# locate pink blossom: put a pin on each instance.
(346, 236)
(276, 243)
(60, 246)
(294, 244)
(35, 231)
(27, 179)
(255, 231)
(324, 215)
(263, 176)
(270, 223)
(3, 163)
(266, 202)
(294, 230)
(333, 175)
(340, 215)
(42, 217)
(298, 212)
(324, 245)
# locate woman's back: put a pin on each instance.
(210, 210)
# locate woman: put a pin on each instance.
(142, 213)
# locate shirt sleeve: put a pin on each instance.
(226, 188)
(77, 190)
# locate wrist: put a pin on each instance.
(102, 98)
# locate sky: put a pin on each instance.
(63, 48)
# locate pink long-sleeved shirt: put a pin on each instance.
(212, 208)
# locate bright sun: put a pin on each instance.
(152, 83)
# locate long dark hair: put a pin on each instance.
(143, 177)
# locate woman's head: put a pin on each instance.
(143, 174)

_Problem requirements_
Copy out the data above, swapping every "locate" for "find" and keeping everything else the same.

_Response to the task_
# find pink blossom: put a pin on each instance.
(346, 236)
(276, 243)
(60, 246)
(294, 244)
(35, 231)
(27, 179)
(255, 231)
(324, 215)
(263, 176)
(270, 223)
(3, 163)
(266, 202)
(294, 230)
(333, 175)
(340, 215)
(42, 217)
(298, 212)
(324, 245)
# find woman's back: put a pin on each instance.
(210, 210)
# find woman: put a pin on each instance.
(142, 213)
# find shirt sleeve: put a pin on each instance.
(226, 188)
(77, 190)
# find wrist: put a pin on each instance.
(102, 98)
# find sky: put a pin on each instance.
(63, 48)
# find pink long-sleeved shirt: put a pin on each instance.
(212, 208)
# find bright sun: put a pin on each instance.
(152, 83)
# find long dark hair: put a pin on each instance.
(143, 177)
# find woman's head: put a pin on each instance.
(143, 174)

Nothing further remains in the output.